(Consigne) Extrais toutes les lignes des enregistrements ci-dessous et reproduis-les à l'identique, sans en modifier un seul caractère.

(Lignes de données)
- - - - - - -

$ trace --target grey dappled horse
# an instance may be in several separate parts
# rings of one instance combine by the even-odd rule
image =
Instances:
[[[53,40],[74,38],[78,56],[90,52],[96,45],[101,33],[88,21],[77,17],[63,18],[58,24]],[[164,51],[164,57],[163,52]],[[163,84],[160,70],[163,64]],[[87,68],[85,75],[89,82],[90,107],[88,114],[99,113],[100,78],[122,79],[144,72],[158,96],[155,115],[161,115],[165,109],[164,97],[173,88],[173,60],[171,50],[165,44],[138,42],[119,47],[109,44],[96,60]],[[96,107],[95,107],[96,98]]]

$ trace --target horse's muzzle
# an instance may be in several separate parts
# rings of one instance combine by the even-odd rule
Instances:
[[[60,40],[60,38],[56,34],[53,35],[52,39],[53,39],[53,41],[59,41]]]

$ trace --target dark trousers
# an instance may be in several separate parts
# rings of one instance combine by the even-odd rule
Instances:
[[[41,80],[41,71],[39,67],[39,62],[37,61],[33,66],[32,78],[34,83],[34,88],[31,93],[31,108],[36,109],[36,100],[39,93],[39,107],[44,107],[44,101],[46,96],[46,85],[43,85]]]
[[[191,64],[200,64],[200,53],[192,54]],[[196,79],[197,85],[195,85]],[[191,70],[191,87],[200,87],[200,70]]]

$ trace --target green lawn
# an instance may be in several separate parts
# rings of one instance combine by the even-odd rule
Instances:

- - - - - - -

(Tâche réalisée)
$ trace --target grey dappled horse
# an instance may be in several separate parts
# rings of one instance combine by the even-odd rule
image =
Instances:
[[[53,40],[74,38],[78,56],[90,52],[96,45],[101,33],[88,21],[77,17],[63,18],[58,24]],[[164,51],[164,57],[163,52]],[[163,84],[160,70],[163,64]],[[87,68],[85,75],[89,82],[90,107],[88,114],[99,113],[100,78],[122,79],[144,72],[158,96],[155,115],[161,115],[165,109],[164,97],[173,88],[173,60],[171,50],[165,44],[138,42],[119,47],[109,44],[96,60]],[[96,107],[95,107],[96,98]]]

$ trace --target horse's muzzle
# an instance may be in several separate parts
# rings of one instance combine by the even-odd rule
Instances:
[[[60,40],[60,38],[56,34],[53,35],[52,39],[53,39],[53,41],[59,41]]]

$ trace --target dark trousers
# an instance may be in several separate parts
# rings of one instance combine by the even-odd rule
Instances:
[[[41,80],[41,71],[39,67],[39,62],[37,61],[33,66],[32,78],[34,83],[34,88],[31,93],[31,108],[36,109],[36,100],[39,93],[39,107],[44,107],[44,101],[46,96],[46,85],[43,85]]]
[[[191,64],[200,64],[200,53],[192,54]],[[196,79],[197,85],[195,85]],[[191,70],[191,87],[200,87],[200,70]]]

$ trace --target green lawn
# an instance may be in several separate parts
# rings of one instance combine by the even-odd rule
Instances:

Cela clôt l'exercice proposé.